Article:
--------------------------------

Jugulator (Judas Priest)

 



Sept années se sont écoulées depuis « Painkiller » et le départ d’Halford, sept longues années ou Judas Priest a délaissé le devant de la scène, laissant de nouveaux courants musicaux comme le grunge ou le thrash metal prendre le pouvoir dans le monde du rock lourd.

Le trône est donc resté longtemps vacant en l’absence d’un chanteur capable de reprendre le spectre délaissé par le Metal God.

En 1997, alors qu’on le pensait bon pour le musée, le Priest parvient après de longues auditions à trouver la perle rare en la personne d’un jeune américain quasi inconnu : Tim « Ripper » Owens qui officiait dans un groupe local de reprises du Priest.

Bizarrement Etienne « The Voice » Daho ou Alain « The Scream » Chamfort ne sont pas retenus au grand dam de leurs plus ardent supporters.

Le groupe enregistre donc un nouvel album prénommé « Jugulator ».

Ce disque a tout pour être massacré par avance : un nouveau chanteur inconnu ayant la  tache impossible de remplacer une empreinte vocale légendaire et une nouvelle orientation musicale lorgnant vers un thrash-power metal hyper massif comme jamais le groupe n’a pratiqué durant toute sa carrière.

Autant le dire tout de suite, j’adore « Jugulator »  son atmosphère hyper violente futuriste et découvrir Owens a été une révélation pour moi et dieu seul sait o combien je vénère Rob Halford.

« Jugulator » le morceau d’ouverture annonce d’entrée la couleur, nous avons affaire à un impitoyable titan robotisé tueur d'humains, une sorte de mutation monstrueuse du Painkiller !

Tempo lent, guitares accordées très bas, son lourd et grave, accélérations fulgurantes de batterie « blast beats » typiquement thrash ..

Le voix de Ripper Owens, à la fois semblable et différente de celle d’Halford  s’affirme plus puissante, agressive dans les graves et colle parfaitement avec ce type de musique très rentre dedans.

« Blood stained » au refrain efficace est plus rapide, plus varié et met bien en valeur les nombreuses possibilités de variations d’Owens.

« Dead meat » lui est pourtant supérieur avec ses riffs titanesques, son déluge de puissance et ses paroles de totale rébellion clamées avec une force herculéenne.

« Death row » calme (relativement ) le jeu avec son étrange introduction évoquant l’ambiance du couloir de la mort avant une électrocution.

Ce titre plutôt bourrin est heureusement sauvé par un refrain haut en couleur et quelques bruitages de fond plutôt réussis.

« Decapitate » n’est pas désagréable mais patine un peu comme un camion trop chargé au départ d’un kilomètre lancé.

« Burn in Hell » est sans doute l’un des titres les plus marquants de ce disque et pourrait être qualifié de classique si les circonstances avaient été autres.

Il est composé d’une fantastique lente et progressive montée en puissance débouchant sur un refrain faisant figure d’hymne pour ce Priest new look , bref un pur régal ou Ripper Owens déchaîne son incroyable talent comme on dit sur M6.

--------------------------------

Consigne:
Reprenez l'article, s'il vous plaît, de « Ce titre plutôt » jusqu'à « d’un kilomètre lancé. », en remplaçant « camion » par « semi-remorque ». Ce matériel provient d'une autre source.

--------------------------------

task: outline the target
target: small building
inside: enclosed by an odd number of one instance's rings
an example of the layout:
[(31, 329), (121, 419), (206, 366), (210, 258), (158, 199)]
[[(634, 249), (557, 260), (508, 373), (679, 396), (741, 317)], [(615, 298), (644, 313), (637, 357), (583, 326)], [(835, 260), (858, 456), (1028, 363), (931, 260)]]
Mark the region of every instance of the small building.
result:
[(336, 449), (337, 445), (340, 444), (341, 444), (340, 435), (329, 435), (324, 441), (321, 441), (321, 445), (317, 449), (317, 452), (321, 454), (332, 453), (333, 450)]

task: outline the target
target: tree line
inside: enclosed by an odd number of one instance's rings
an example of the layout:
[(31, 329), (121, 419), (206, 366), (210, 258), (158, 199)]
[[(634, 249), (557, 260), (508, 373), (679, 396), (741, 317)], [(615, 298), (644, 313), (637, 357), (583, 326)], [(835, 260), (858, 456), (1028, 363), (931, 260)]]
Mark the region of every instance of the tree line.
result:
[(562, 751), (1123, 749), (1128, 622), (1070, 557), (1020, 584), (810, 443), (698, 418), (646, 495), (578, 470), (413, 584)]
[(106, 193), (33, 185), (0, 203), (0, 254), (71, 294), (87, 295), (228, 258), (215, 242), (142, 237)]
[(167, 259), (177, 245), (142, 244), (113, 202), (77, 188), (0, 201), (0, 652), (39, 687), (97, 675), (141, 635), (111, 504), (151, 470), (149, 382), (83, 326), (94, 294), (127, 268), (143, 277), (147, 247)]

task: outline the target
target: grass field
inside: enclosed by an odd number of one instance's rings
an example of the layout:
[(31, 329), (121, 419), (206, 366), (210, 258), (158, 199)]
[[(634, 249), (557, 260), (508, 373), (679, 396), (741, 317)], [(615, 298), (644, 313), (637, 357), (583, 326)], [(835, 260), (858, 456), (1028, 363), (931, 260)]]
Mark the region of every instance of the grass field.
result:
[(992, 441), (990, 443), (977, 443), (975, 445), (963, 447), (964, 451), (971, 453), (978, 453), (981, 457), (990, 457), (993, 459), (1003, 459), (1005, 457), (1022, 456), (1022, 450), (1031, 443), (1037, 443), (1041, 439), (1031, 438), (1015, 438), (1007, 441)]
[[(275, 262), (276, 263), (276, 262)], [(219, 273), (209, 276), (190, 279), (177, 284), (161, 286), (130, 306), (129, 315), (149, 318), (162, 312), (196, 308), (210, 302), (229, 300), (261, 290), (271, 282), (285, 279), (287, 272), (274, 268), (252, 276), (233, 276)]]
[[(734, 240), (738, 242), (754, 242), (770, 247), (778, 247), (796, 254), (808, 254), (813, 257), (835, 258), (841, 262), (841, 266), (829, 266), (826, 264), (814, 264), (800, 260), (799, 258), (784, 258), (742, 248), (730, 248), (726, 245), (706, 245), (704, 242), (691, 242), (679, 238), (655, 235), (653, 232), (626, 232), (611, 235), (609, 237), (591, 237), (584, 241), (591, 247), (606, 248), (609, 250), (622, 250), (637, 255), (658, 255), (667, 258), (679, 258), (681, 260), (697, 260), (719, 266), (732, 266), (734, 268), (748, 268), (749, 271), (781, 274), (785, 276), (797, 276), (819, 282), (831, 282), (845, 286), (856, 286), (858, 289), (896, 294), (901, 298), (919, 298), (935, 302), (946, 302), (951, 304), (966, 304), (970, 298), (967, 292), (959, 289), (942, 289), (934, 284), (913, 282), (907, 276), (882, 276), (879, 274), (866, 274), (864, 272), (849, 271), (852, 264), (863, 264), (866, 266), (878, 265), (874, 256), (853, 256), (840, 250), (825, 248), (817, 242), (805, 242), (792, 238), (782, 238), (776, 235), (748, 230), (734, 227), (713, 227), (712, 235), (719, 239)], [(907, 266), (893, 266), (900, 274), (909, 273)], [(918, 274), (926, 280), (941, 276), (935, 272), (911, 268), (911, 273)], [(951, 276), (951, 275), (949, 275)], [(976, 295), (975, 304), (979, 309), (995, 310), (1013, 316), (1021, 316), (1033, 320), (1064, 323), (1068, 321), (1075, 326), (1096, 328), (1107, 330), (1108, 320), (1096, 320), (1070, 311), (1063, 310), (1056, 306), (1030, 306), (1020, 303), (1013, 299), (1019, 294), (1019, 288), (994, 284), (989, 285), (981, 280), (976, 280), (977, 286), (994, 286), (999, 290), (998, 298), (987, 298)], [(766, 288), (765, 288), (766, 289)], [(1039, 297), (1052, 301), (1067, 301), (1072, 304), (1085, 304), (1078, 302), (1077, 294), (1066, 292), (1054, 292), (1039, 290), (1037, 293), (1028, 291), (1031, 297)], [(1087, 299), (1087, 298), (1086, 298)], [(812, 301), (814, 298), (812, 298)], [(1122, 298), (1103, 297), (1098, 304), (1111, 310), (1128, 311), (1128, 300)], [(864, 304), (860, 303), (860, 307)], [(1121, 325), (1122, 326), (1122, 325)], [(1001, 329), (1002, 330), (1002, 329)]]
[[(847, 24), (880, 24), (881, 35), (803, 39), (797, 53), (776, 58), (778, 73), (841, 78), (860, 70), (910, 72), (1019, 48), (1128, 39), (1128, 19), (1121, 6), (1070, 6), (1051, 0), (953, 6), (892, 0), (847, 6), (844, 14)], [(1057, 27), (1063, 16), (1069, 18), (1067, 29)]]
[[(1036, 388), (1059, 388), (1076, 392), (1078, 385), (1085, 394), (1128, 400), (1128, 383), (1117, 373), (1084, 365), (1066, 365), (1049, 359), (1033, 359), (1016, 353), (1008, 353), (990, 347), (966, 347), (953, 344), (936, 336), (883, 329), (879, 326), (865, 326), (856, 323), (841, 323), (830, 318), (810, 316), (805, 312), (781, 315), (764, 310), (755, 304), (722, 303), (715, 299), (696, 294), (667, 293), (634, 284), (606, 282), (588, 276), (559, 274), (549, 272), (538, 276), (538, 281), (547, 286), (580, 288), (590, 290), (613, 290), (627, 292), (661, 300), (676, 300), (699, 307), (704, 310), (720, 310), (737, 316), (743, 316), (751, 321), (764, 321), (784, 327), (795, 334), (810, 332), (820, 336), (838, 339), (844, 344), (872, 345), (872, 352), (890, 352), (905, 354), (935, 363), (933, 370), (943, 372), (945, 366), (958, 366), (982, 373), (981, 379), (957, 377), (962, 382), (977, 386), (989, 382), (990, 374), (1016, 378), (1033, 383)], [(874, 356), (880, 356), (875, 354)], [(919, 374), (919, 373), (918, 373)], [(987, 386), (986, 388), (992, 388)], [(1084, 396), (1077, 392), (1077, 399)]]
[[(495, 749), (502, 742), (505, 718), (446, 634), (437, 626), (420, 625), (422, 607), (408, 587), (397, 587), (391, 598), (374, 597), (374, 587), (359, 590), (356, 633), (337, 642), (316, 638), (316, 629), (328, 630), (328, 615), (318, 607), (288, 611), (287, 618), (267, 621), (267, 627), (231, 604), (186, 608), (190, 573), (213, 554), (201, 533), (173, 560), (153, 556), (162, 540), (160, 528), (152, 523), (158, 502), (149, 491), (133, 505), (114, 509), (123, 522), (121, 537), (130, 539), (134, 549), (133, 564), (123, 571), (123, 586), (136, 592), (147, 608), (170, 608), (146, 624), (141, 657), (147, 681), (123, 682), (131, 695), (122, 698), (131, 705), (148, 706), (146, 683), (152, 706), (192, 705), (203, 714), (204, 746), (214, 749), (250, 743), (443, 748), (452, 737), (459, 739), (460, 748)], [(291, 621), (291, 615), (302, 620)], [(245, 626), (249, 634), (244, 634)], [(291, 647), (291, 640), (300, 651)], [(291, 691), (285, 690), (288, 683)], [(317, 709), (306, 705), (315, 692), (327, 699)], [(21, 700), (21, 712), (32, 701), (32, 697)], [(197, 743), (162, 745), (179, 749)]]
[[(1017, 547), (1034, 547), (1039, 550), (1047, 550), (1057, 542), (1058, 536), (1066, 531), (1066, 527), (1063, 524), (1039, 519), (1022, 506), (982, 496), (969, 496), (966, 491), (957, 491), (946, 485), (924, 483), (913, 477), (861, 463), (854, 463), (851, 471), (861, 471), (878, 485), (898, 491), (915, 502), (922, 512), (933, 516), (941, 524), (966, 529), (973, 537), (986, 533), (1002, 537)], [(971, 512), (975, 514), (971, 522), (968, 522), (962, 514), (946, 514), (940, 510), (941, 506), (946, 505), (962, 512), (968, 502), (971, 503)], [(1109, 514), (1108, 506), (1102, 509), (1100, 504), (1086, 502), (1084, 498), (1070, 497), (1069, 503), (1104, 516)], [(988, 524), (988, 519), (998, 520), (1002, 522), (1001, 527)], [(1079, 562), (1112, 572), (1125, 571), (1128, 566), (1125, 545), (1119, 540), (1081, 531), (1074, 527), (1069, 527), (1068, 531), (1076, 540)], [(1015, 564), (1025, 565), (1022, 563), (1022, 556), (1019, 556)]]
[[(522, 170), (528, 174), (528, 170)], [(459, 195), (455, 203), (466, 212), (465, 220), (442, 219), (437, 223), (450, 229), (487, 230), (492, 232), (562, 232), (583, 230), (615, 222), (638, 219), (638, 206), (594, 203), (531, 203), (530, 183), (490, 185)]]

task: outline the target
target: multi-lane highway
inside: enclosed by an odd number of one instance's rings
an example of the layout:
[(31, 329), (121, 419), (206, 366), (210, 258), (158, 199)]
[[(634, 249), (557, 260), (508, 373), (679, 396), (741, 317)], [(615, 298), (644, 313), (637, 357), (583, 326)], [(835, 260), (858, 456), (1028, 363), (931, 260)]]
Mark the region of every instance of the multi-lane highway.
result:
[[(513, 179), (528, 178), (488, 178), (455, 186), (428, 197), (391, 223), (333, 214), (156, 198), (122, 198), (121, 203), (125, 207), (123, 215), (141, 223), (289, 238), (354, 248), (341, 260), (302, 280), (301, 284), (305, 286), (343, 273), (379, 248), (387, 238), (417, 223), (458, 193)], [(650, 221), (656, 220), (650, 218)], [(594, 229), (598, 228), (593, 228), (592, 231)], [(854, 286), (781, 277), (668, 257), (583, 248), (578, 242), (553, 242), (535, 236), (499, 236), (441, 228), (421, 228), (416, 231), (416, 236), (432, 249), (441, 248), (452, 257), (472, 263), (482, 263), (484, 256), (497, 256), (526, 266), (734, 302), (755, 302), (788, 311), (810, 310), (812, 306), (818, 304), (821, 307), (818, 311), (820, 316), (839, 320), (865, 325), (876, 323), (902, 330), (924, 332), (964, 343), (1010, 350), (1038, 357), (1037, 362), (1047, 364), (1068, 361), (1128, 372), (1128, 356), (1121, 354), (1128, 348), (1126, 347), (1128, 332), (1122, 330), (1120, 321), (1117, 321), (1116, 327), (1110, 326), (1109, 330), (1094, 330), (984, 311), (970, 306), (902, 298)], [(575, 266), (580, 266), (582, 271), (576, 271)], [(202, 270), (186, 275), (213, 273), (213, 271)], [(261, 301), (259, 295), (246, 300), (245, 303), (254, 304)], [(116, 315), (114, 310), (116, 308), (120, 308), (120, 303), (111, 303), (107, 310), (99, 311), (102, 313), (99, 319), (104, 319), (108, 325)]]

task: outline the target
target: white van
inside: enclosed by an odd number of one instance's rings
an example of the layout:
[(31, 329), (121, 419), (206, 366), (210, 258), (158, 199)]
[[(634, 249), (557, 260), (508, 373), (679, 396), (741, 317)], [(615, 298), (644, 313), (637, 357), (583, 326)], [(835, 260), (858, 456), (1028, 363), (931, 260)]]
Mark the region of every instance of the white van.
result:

--------------------------------

Réponse:
Ce titre plutôt bourrin est heureusement sauvé par un refrain haut en couleur et quelques bruitages de fond plutôt réussis.

« Decapitate » n’est pas désagréable mais patine un peu comme un semi-remorque trop chargé au départ d’un kilomètre lancé.